The copy you produce must repeat each record exactly and contain no pictures.

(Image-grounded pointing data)
——————
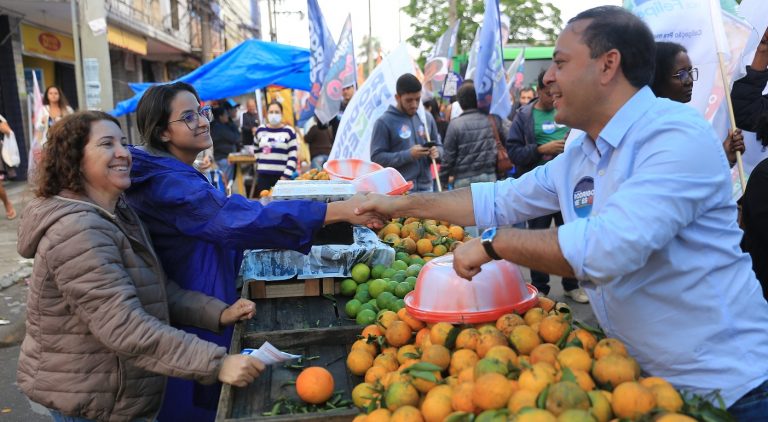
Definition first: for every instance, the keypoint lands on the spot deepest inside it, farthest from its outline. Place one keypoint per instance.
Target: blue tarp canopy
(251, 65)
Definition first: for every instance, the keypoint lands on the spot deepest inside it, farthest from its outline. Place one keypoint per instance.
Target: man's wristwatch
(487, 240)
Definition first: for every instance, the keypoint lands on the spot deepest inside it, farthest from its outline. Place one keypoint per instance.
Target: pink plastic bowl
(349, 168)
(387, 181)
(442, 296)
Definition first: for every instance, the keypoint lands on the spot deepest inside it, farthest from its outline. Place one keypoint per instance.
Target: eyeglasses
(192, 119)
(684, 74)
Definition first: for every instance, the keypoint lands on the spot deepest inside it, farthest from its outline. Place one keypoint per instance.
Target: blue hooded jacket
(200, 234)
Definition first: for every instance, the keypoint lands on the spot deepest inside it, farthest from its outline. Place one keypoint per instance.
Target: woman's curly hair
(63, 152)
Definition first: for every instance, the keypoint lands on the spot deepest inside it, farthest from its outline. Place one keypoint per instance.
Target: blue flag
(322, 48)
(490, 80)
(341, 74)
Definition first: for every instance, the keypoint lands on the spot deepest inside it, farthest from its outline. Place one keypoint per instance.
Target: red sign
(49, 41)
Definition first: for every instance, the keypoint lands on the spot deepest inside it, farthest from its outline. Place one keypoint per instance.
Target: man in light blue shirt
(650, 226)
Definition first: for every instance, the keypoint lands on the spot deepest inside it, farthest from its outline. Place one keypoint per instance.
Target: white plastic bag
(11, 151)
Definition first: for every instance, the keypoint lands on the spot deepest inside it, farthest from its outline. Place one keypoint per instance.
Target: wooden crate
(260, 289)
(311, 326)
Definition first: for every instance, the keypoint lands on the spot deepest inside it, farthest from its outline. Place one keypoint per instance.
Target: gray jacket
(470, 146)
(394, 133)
——————
◆ **OUTPUT FOR THIS TASK**:
Definition first: for every instance, the keypoint lands on the spot deepest inside it, farthest from its outline. Place one keypoint per instance.
Target: blue tarp canopy
(251, 65)
Definition first: for every instance, the keypoint lands on the spot deepest inside it, farthest from its outline. Place one keypoint per instance.
Target: man's wristwatch
(487, 240)
Definition first: for every instance, the keypoint lands on the spot deepest inside it, farthest from its outline. Place one keypoint per instance.
Target: pink plastic bowl
(349, 168)
(387, 181)
(442, 296)
Definition first: for every instance, the keypoint lands on the spot deepest inside it, farthest from its outline. Place one keypoint per instance.
Target: eyeglasses
(192, 119)
(684, 74)
Definition first: for every instance, the keypoint lands on the spot deepest inside it, farthest from its outline. Place one keypoint per instance.
Target: blue hooded jacket
(200, 234)
Definition first: for every instance, the keypoint lands on the spot deepest inside it, farthest from its outline. Place one keypoint per instance.
Target: woman's curly hair
(63, 152)
Definition first: for every instance, the keypoint lands on the spot deepest inside it, farthest from its outline. Place one keypoint per instance.
Target: blue flag
(322, 48)
(490, 80)
(341, 74)
Definition first: for every instance, the keypoint lands on the spot deepest inside it, farthest from its outline. Place one keypoint per instance.
Target: red sign
(49, 41)
Definition first: for every instance, the keypoint lands on the spot deepest inside it, farthest from its outline. Place one keypoint per instance.
Target: man in light blue shirt
(650, 226)
Definition first: for every instance, the keypoint lands on the spot deepest inside it, farthest from its outline. Place one keypoint per instance.
Target: white plastic bag
(11, 151)
Definition first: for every instance, the keypoint lands on the spot deepest inside it, farthest from its outline. Place one keypoint per instance.
Target: wooden crate
(260, 289)
(311, 326)
Definition first: for every instance, the keypoint lands on the spot deepest inside it, farthest from its outline. Place one keypoint per instance.
Target: gray jacket
(470, 146)
(394, 133)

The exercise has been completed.